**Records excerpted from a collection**
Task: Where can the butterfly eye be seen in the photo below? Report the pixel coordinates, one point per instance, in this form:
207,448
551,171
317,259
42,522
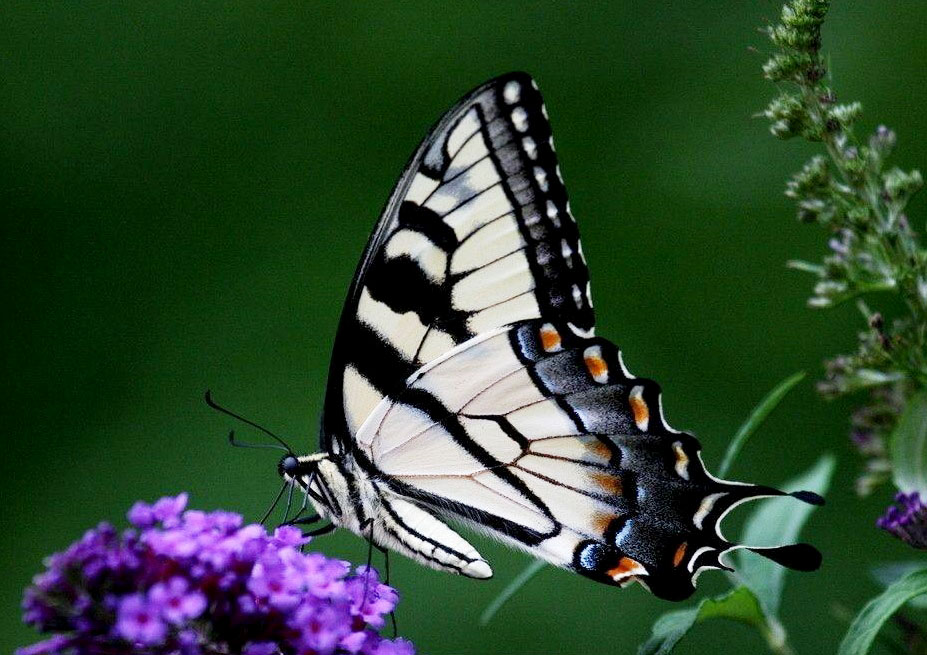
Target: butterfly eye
289,466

**AIM OF THE EXERCISE**
Format the lines above as a Markdown table with two columns, No. and Line, giving each row a number and skipping blank lines. Omit the pictures.

**TASK SOLUTION**
| No. | Line |
|---|---|
| 1 | Task: Where can the butterfly eye be seen in the photo below? Report the pixel coordinates, one point per instance, in this form: |
| 2 | 207,448 |
| 3 | 551,171 |
| 4 | 317,259 |
| 5 | 42,522 |
| 6 | Target: butterfly eye |
| 7 | 289,466 |